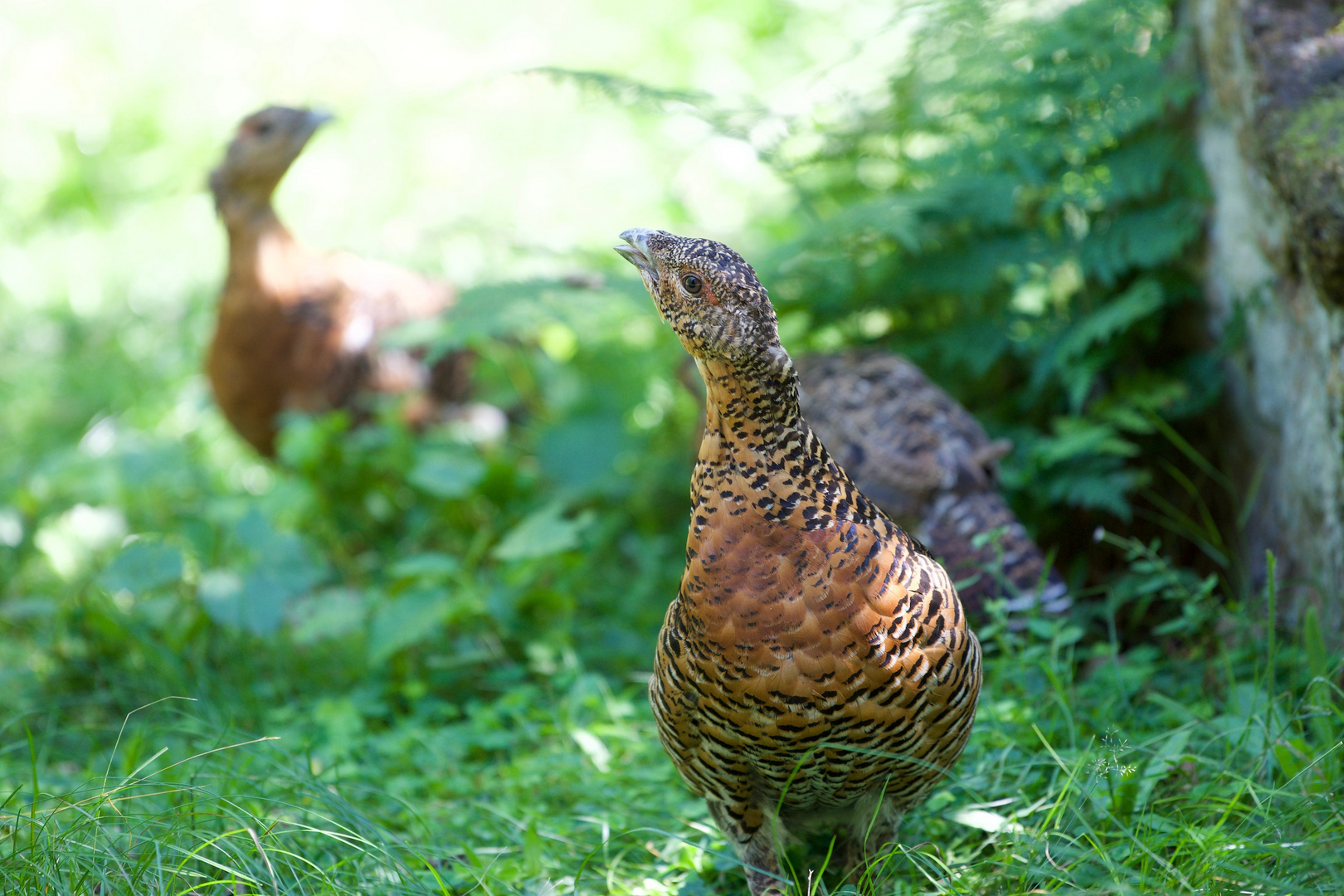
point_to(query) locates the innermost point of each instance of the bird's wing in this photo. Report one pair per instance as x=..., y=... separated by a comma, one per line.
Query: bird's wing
...
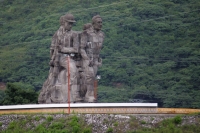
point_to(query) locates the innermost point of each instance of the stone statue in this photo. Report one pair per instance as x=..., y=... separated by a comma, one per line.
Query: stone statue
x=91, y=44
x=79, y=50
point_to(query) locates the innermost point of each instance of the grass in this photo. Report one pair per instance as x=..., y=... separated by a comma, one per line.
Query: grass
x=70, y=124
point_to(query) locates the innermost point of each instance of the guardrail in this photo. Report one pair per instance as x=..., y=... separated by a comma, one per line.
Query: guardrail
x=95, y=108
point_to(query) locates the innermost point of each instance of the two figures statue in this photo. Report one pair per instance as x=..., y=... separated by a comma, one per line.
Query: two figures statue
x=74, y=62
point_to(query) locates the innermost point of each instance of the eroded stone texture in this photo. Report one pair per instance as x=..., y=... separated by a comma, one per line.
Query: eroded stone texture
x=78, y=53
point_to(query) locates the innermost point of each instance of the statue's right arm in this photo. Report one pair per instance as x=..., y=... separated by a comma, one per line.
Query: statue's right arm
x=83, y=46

### Work to complete
Copy the records above word for word, starting at the line with "of the bird's" and ending with the line with "Query: bird's wing", both included.

### Solution to this task
point_to(query) locates the innermost point of each instance of the bird's wing in this photo. Report one pair per instance as x=..., y=... separated by a comma, one per line.
Query: bird's wing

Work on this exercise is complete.